> [DATASET]:
= = = = =
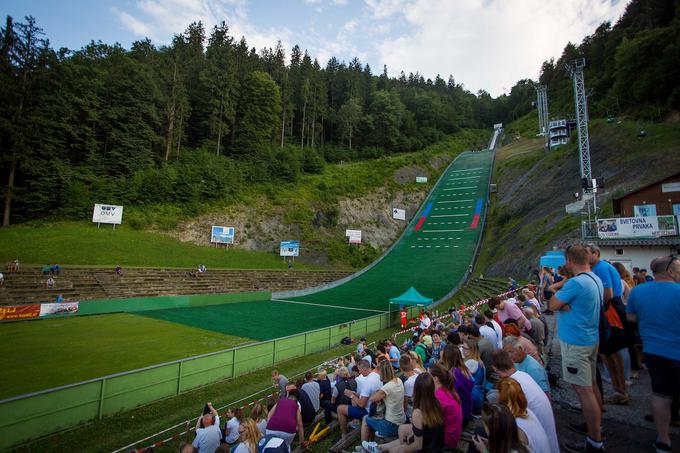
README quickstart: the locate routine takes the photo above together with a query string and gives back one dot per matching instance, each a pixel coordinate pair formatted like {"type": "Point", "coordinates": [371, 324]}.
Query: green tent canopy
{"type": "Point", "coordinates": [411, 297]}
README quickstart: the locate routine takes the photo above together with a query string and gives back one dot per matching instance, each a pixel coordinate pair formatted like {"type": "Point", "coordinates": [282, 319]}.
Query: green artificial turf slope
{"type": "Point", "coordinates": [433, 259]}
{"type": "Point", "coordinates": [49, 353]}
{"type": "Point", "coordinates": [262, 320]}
= = = = =
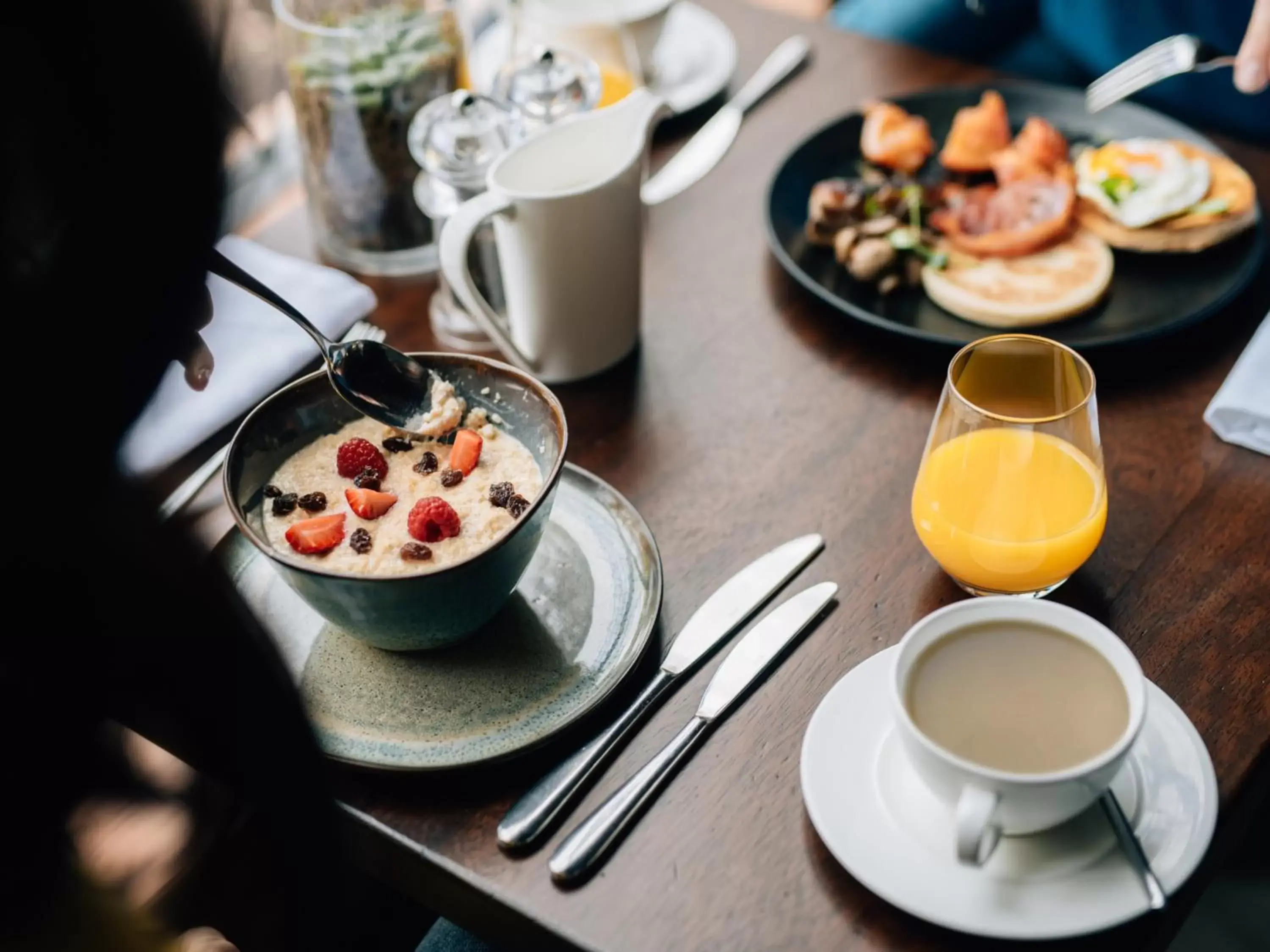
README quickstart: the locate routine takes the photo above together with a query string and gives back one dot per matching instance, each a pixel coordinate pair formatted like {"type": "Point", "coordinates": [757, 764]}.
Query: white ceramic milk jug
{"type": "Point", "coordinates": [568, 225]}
= = = = =
Pull out every line of the records that contains the word "with" and copy each of those lines in full.

> [TASK SOLUTION]:
README quickstart: the locate routine takes the photo above together with a query string and gives back one dot per matching instance, each a pixel coordinate pair formatted like {"type": "Point", "coordinates": [371, 324]}.
README quickstart: the locate routine takes the photo above together with a query string and gives back one dot per matching instance, each a pixel coordinate pair formatted like {"type": "Point", "coordinates": [282, 319]}.
README quickstart: the locate routine takes the photo above together with a query string and gives back one dot per matching instance, each a pixel coordinate pair formatted like {"type": "Point", "coordinates": [757, 764]}.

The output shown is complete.